**REQUIRED WORK:** Pictures aside, please retype the whole listing word for word.

**EXTRACTED MATERIAL:**
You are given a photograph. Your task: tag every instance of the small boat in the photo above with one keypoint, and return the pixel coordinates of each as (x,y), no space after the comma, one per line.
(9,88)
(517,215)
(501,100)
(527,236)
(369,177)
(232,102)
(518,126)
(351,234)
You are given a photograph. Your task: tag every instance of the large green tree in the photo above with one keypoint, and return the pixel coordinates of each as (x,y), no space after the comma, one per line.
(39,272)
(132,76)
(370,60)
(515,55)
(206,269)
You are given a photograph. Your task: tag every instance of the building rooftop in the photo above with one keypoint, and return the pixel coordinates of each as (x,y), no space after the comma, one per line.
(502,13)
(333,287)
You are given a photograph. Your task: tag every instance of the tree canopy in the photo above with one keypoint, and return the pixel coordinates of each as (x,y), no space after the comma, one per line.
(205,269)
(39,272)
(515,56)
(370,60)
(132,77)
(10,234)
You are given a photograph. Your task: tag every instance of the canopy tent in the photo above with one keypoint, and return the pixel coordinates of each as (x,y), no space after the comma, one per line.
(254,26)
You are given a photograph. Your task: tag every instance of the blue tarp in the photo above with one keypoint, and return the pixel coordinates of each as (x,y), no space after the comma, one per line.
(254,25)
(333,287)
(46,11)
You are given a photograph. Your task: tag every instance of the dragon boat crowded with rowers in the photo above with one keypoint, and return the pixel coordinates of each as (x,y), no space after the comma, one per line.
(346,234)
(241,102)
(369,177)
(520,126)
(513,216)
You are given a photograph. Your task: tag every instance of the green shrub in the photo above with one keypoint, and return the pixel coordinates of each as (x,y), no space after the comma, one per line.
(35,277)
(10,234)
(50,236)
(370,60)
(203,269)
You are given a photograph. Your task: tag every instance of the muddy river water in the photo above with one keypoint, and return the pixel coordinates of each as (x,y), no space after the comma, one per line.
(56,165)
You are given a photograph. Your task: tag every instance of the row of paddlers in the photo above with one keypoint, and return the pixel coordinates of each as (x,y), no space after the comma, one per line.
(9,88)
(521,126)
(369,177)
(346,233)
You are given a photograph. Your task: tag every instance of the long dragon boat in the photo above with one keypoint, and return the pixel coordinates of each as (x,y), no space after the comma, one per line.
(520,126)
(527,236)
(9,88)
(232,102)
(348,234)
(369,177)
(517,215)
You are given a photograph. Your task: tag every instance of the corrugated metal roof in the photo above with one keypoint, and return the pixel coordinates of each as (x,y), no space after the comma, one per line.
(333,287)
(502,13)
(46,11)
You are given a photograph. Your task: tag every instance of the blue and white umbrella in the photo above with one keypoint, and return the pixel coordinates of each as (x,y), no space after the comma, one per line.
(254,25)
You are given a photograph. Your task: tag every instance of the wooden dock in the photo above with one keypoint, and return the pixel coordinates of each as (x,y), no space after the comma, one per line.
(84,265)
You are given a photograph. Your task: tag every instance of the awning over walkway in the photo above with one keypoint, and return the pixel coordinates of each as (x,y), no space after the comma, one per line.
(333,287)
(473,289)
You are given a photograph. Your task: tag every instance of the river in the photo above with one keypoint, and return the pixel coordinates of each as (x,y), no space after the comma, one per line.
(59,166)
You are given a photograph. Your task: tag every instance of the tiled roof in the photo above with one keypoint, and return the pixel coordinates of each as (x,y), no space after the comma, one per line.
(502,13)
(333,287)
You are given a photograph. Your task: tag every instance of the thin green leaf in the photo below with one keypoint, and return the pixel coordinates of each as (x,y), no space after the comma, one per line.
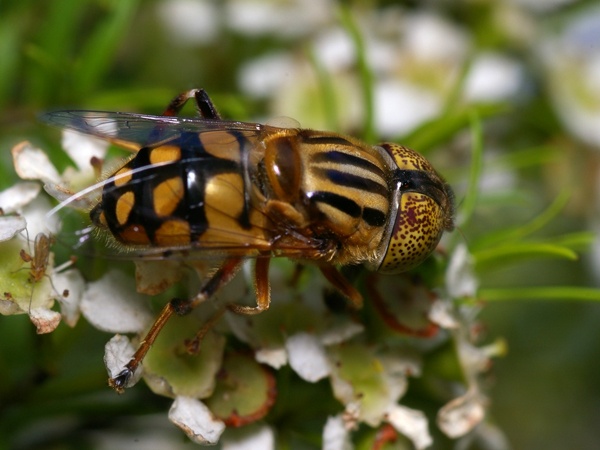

**EXERCISE SOLUTION:**
You are given a photograph. Your task: tag every instance of the small boat in the photo above with one keypoint, and return the pixel coordinates of each as (x,y), no space after the comma, one per line.
(9,88)
(517,215)
(501,100)
(527,236)
(369,177)
(232,102)
(518,126)
(351,234)
You are given a photograph. Your task: tag every instance of the large green tree in the photo above with one keypoint, and return the pixel coordinates of each as (x,y), no space after the comma, one per line.
(39,272)
(132,76)
(370,60)
(515,55)
(206,269)
You are given a photograph. Your task: tag every instance of the building rooftop in the photo above with one keypoint, and return the pixel coordinates of each as (x,y), no space after the comma, one per line.
(502,13)
(333,287)
You are given a photograph. Your task: tag every instance of the tree canopy in the photo above with one keypoint, and return the pixel coordinates of each as (x,y), no space after the comma, one per line.
(205,269)
(39,272)
(515,56)
(370,60)
(132,77)
(10,234)
You are given a photograph. Your task: tag every instance of the canopy tent in the photo above with one keypoint, and return the pixel coordinates of each as (x,y), no space after the comma, one per line.
(254,26)
You are given a photograph. Your task: tag every instance of the blue tarp in the photo above with one keypoint, and return the pixel coordinates of each as (x,y), no space after the comma, one per line.
(254,25)
(333,287)
(46,11)
You are given a photograph. Your task: tag every instance of the dragon boat crowded with rowers in the photo above with one keypoint, and return the pixel coordinates of each as (x,y), no space after the comma, one per line.
(346,234)
(241,102)
(369,177)
(520,126)
(513,216)
You are given a photograph. Your task: tag every instance of the green shrub in the photo above with one keypoint, and return the pixel coordinates of each as (x,y), no space after the comma, one per line.
(35,277)
(10,234)
(50,236)
(370,60)
(203,269)
You are given a photograph. Your task: tag every instance of the muddy river water in the photo above with one keypoint, and return the pixel coordinates of each as (x,y), no space after the comma, one per line.
(56,165)
You are given a photograph. Your task: tag every instance of the row of paddlers in the photo above with one keypoint, and return the pixel coordinates of each as (x,y), no space after the comma, one per line.
(9,88)
(521,126)
(369,177)
(346,233)
You are given a photograph. Your task: tag every instance of the long dragon boat in the photo above with one keypoint, and return the pixel coordinates of each as (x,y), no space after the comma, one per line.
(520,126)
(527,236)
(9,88)
(232,102)
(348,234)
(369,177)
(517,215)
You are given a photograph. Your task: tag every instance of the corrugated metal roof in the photo above with one keypoint, and return the pixel coordinates of each as (x,y), no space after the comma, one per line.
(333,287)
(502,13)
(46,11)
You are given a photograph. Your task: tag every instance of the blue and white umbrella in the photo above with one keypoint, and return the pixel coordinates of each as (x,y), no space after the comma, one per line.
(254,25)
You are given a photograph. Your task: tag every instance of the wooden dock in the photo above with one keypoint, and return the pixel coordinates of each as (x,y), no space after the comma, one per line.
(84,265)
You are given a photograph. Your task: tag every instance of the awning over walkway in the photo above with one keypoint, and return the pixel coordinates of each as (x,y), no space after the comma, one per line.
(333,287)
(473,289)
You are given a photograph. Your task: tag every instance of the river in the photo above with one keypoint, and return the pixel coordinates of each as (x,y), no space after the comma, one per line.
(59,166)
You are given a photograph. Your task: tag every instance of the tiled roof in the photo above with one keypoint, and return the pixel coordinates of each as (x,y), no space after the comma, one per line.
(502,13)
(333,287)
You are given a photograph. Your task: tag every instance of the thin green leaf in the photo below with one keypoint, and return the pixel coordinates of each as (x,y), no space after the comma, one per line.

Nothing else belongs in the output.